*** Opening Data extract ***

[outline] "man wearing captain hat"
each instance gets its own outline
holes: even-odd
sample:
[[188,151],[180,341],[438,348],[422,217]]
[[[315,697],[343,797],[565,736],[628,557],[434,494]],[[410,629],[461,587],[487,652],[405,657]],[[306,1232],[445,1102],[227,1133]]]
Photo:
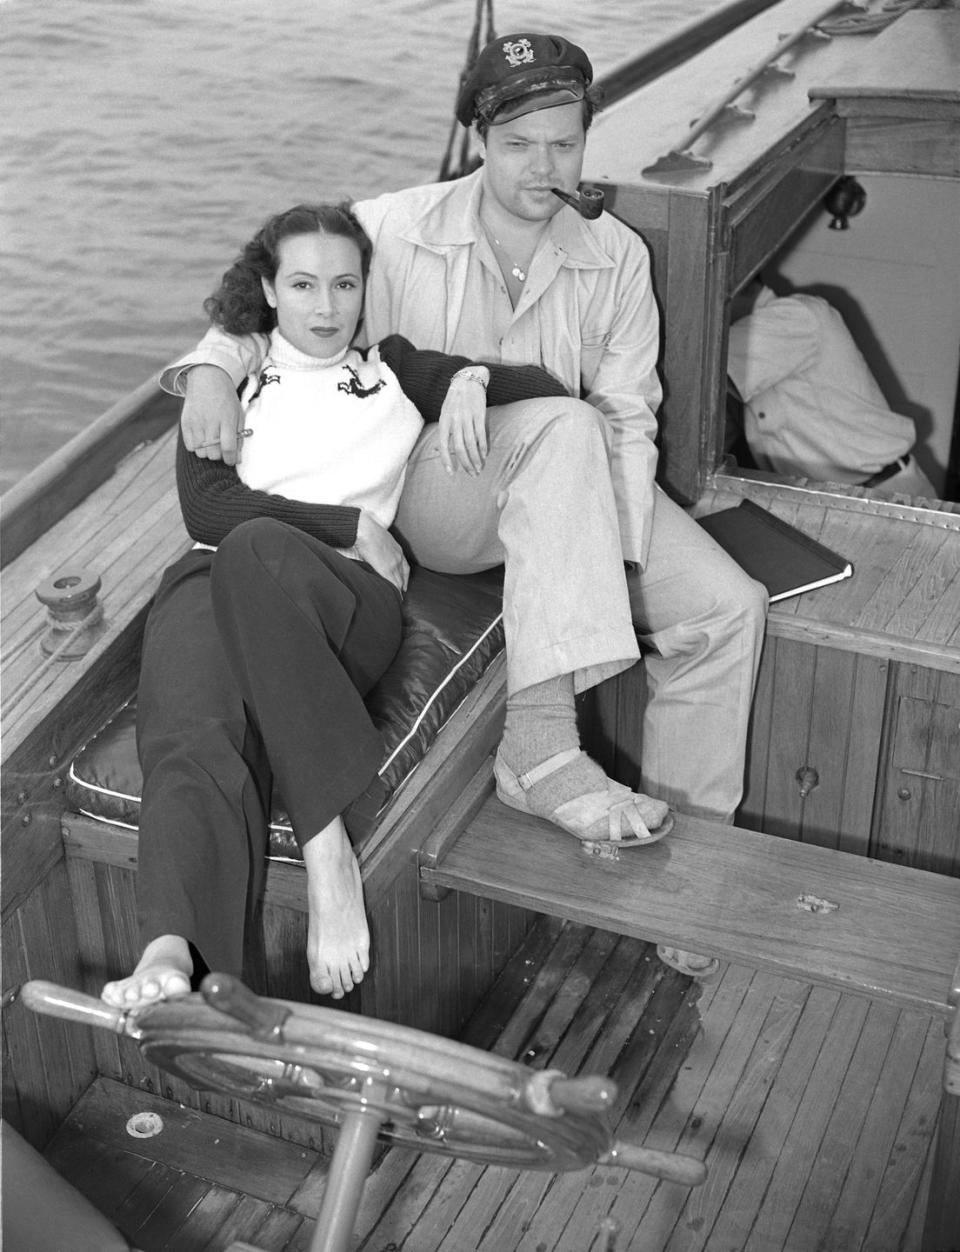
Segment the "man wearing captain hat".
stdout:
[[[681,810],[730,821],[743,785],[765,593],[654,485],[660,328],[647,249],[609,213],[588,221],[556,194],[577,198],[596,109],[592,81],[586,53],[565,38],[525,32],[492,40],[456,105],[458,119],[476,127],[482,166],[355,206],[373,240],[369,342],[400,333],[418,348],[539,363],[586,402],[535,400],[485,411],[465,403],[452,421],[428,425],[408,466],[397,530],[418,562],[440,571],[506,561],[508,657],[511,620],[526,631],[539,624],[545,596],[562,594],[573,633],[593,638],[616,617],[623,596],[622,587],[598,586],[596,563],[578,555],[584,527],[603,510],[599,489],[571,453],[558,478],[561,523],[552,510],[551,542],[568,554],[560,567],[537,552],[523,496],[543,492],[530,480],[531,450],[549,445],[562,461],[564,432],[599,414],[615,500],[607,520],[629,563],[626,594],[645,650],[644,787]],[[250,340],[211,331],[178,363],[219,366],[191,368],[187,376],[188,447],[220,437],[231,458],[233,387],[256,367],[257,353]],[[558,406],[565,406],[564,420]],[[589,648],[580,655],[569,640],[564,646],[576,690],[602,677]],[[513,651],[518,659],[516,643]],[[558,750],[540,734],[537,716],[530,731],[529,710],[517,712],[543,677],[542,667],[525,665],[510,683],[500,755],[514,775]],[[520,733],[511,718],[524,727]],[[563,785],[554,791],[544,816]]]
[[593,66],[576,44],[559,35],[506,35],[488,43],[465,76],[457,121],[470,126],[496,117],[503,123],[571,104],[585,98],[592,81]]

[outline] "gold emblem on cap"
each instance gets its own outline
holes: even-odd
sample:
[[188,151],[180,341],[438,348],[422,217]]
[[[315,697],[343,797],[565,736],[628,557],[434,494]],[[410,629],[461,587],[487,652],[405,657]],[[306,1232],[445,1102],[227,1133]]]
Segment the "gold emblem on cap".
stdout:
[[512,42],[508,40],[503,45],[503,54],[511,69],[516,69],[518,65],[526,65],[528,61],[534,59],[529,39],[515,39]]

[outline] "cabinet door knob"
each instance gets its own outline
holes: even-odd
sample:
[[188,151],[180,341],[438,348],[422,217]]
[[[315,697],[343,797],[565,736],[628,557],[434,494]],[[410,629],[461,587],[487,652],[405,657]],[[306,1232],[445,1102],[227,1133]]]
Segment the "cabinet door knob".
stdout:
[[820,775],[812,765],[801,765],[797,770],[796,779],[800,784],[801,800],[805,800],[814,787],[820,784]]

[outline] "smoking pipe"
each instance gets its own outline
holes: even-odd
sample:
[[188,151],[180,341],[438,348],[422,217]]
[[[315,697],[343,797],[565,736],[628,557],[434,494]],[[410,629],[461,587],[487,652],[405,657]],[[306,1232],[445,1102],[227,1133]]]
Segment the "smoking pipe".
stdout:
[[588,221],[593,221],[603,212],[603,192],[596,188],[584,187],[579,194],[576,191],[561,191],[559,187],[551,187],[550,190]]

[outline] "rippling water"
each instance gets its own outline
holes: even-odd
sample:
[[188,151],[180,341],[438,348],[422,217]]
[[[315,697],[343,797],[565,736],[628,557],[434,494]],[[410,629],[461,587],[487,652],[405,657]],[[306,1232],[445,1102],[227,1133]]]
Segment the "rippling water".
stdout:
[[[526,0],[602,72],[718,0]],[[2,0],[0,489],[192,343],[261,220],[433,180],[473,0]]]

*** Closing Data extract ***

Task to complete >> Please print each of the records word for word, keeping the pictures out.

The completed task >>
[outline] "man wearing captain hat"
each instance gets its own outline
holes: even-odd
sample:
[[188,151],[180,341],[438,348],[422,217]]
[[[315,697],[343,797],[565,736],[628,557],[434,494]],[[410,629],[461,587],[487,652],[405,657]],[[306,1232],[445,1102],[227,1133]]]
Photo:
Segment the "man wearing captain hat".
stdout:
[[[681,810],[730,821],[743,785],[765,593],[654,485],[660,328],[647,249],[609,213],[588,221],[556,194],[577,198],[596,109],[592,81],[586,53],[565,38],[525,32],[492,40],[456,105],[458,119],[476,127],[482,166],[355,206],[373,240],[369,342],[400,333],[418,348],[539,363],[586,402],[535,400],[485,411],[465,403],[452,421],[428,425],[408,466],[397,530],[418,562],[440,571],[506,561],[508,657],[511,620],[526,631],[539,624],[545,596],[562,594],[573,633],[593,638],[616,617],[623,596],[622,587],[598,586],[596,563],[578,555],[584,527],[603,510],[599,489],[571,453],[558,478],[561,523],[552,510],[551,542],[568,554],[560,567],[537,552],[523,496],[543,492],[530,480],[531,450],[549,445],[562,461],[564,432],[599,414],[615,500],[607,520],[629,563],[626,594],[645,650],[644,787]],[[250,340],[211,331],[178,363],[219,366],[191,368],[187,376],[188,447],[220,437],[231,458],[233,387],[256,367],[257,353]],[[558,406],[565,406],[564,420]],[[589,648],[580,655],[569,640],[564,646],[576,690],[602,677]],[[513,651],[518,659],[516,643]],[[558,750],[540,734],[537,716],[530,731],[529,710],[517,712],[543,677],[542,667],[525,665],[510,683],[500,755],[514,775]],[[520,733],[511,718],[524,727]],[[563,785],[554,791],[544,816]]]
[[593,66],[576,44],[559,35],[506,35],[488,43],[465,76],[457,121],[470,126],[496,117],[503,123],[571,104],[585,98],[592,81]]

[outline] "gold emblem on cap"
each instance gets its own outline
holes: even-odd
sample:
[[188,151],[180,341],[438,348],[422,217]]
[[[315,697],[343,797],[565,736],[628,557],[434,494]],[[410,629],[461,587],[487,652],[405,657]],[[306,1232],[445,1102],[227,1133]]]
Segment the "gold emblem on cap".
stdout:
[[512,42],[508,40],[503,45],[503,54],[511,69],[516,69],[518,65],[526,65],[528,61],[534,59],[529,39],[515,39]]

[outline] "cabinet door knob"
each instance gets its own outline
holes: even-odd
sample:
[[188,151],[180,341],[438,348],[422,217]]
[[[315,697],[343,797],[565,736],[628,557],[434,494]],[[410,629],[461,587],[487,652],[405,657]],[[306,1232],[445,1102],[227,1133]]]
Segment the "cabinet door knob".
stdout:
[[820,775],[812,765],[801,765],[797,770],[796,779],[800,784],[801,800],[805,800],[814,787],[820,784]]

[outline] "smoking pipe"
each instance gets its own outline
holes: even-odd
sample:
[[188,151],[180,341],[438,348],[422,217]]
[[[315,697],[343,797],[565,736],[628,557],[434,494]],[[410,629],[461,587],[487,652],[405,657]],[[306,1232],[445,1102],[227,1133]]]
Segment the "smoking pipe".
stdout:
[[588,221],[593,221],[603,212],[603,192],[596,188],[584,187],[579,194],[576,191],[561,191],[559,187],[551,187],[550,190]]

[outline] "rippling water"
each instance gets its own outline
holes: even-odd
sample:
[[188,151],[180,341],[438,348],[422,217]]
[[[315,697],[343,797],[565,736],[628,557],[434,494]],[[410,629],[461,587],[487,652],[405,657]],[[306,1232],[445,1102],[227,1133]]]
Segment the "rippling water".
stdout:
[[[526,0],[602,72],[718,0]],[[2,0],[0,489],[192,343],[261,220],[433,180],[473,0]]]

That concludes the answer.